==== MATERIALS PROVIDED

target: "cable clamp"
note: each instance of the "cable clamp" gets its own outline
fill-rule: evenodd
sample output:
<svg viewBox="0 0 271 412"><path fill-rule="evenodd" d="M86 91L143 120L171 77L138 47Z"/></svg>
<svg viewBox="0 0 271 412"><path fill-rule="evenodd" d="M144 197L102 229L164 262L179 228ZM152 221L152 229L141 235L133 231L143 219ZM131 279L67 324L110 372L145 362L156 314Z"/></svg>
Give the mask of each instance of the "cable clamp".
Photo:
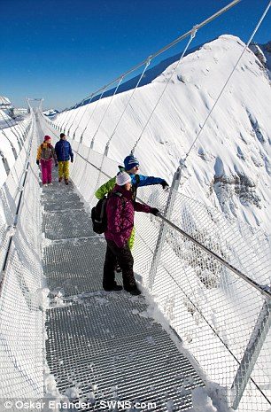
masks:
<svg viewBox="0 0 271 412"><path fill-rule="evenodd" d="M197 32L197 28L198 28L198 24L196 24L196 26L193 27L192 30L191 30L191 39L193 39Z"/></svg>

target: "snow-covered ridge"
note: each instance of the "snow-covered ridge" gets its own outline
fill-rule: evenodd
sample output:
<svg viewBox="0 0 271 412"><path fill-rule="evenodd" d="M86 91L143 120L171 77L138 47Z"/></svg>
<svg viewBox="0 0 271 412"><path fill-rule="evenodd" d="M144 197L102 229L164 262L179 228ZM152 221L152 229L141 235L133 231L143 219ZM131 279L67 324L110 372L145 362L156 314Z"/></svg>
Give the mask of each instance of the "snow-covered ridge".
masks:
<svg viewBox="0 0 271 412"><path fill-rule="evenodd" d="M244 47L239 38L225 35L182 59L136 146L135 153L143 173L172 180ZM131 151L175 65L136 90L112 139L110 157L121 161ZM130 93L115 96L97 133L95 150L104 152ZM101 100L97 107L83 144L89 144L109 98ZM247 50L188 158L181 188L196 200L216 206L228 215L258 225L267 233L271 232L267 214L271 201L270 100L267 71ZM95 105L89 105L76 140ZM85 111L85 107L76 110ZM61 124L66 115L58 115L56 121ZM68 125L70 138L80 119L81 115Z"/></svg>
<svg viewBox="0 0 271 412"><path fill-rule="evenodd" d="M252 43L250 49L258 57L260 63L267 69L271 79L271 41L267 44Z"/></svg>

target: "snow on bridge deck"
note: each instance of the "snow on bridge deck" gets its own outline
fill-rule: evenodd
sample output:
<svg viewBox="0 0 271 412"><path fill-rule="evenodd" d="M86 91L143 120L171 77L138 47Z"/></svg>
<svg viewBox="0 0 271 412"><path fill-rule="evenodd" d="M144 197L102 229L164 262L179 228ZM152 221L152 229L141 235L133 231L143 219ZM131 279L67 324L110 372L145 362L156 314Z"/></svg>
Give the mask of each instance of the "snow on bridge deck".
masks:
<svg viewBox="0 0 271 412"><path fill-rule="evenodd" d="M191 390L203 381L150 317L143 296L103 292L105 241L92 231L73 184L54 177L42 195L43 230L50 239L43 268L52 302L46 357L60 393L74 402L92 400L83 410L101 410L101 400L113 400L155 402L149 410L190 410ZM64 304L54 307L59 291Z"/></svg>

========

Return every line above that contains the word "bridge", matching case exactly.

# COMPLETE RESPONSE
target: "snow on bridge deck"
note: each instance of the "snow on bridge deck" gets its own outline
Give the mask of each instance of the "snow on bridge deck".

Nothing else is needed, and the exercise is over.